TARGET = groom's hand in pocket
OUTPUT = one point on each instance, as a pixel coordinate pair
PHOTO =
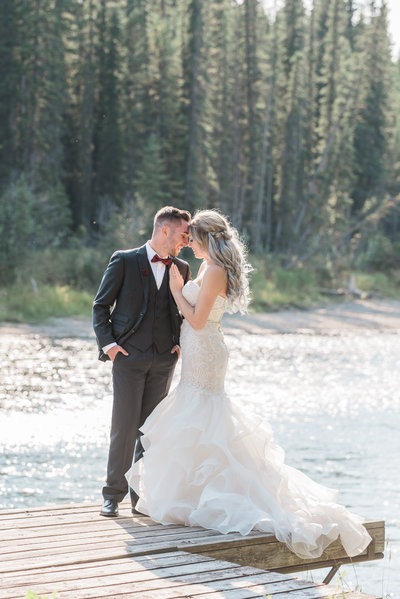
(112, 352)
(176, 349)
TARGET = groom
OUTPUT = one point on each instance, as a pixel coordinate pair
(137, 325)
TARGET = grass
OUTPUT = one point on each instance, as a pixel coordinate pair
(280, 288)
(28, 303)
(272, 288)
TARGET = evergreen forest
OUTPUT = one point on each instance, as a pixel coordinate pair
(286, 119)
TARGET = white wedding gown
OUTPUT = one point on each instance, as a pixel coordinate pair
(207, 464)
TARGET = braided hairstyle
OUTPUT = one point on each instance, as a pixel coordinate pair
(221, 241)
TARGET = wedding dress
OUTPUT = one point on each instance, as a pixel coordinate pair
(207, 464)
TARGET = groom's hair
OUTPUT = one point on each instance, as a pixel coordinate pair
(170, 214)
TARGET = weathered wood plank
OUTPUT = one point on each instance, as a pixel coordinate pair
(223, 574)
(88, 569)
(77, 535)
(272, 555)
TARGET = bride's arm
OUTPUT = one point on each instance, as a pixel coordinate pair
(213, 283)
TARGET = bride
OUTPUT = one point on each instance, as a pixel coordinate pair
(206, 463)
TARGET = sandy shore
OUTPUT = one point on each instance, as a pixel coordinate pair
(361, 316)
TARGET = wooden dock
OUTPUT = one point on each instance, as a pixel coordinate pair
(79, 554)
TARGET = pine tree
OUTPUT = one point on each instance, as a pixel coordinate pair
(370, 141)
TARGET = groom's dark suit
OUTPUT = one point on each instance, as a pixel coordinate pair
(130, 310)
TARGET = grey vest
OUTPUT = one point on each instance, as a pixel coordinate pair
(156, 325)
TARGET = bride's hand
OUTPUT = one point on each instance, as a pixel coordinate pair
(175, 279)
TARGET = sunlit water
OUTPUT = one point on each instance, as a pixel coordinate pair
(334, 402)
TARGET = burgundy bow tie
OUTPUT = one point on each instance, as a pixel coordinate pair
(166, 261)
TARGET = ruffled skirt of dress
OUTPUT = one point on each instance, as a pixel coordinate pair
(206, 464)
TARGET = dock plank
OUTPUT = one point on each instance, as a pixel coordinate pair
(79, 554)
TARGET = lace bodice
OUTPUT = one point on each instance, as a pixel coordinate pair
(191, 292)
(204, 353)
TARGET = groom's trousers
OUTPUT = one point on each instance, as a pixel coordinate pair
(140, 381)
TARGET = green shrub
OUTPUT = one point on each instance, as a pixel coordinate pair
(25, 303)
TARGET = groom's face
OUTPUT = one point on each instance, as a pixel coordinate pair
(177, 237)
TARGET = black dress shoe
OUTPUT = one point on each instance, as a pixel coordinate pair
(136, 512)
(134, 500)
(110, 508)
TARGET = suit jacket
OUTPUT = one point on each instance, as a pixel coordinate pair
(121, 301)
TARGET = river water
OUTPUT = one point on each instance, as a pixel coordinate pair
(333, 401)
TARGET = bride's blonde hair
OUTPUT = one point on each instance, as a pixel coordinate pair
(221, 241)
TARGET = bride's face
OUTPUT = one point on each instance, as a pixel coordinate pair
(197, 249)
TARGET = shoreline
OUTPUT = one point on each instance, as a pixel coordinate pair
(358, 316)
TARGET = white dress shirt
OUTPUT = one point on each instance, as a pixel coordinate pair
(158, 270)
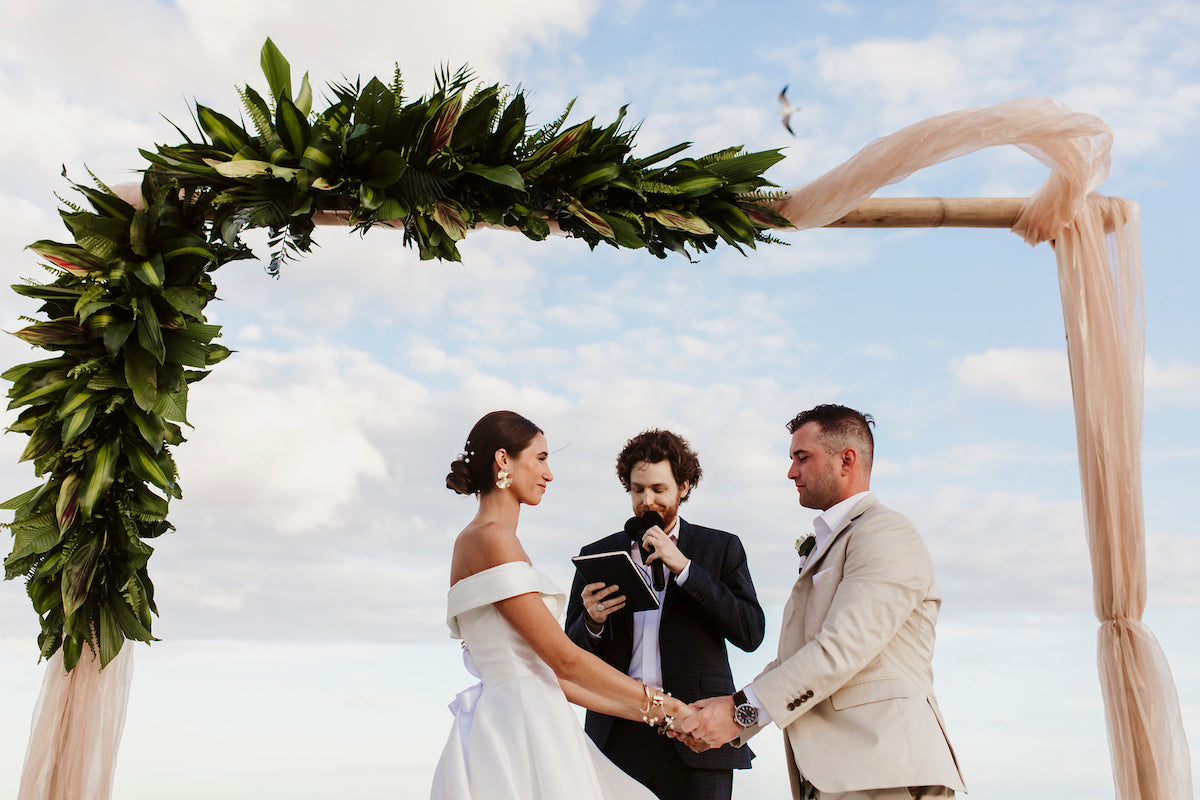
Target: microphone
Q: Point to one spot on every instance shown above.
*****
• Assignment
Would you report every line of the entries above containing the word "water"?

• Solved problem
TARGET = sunlit water
TARGET = river water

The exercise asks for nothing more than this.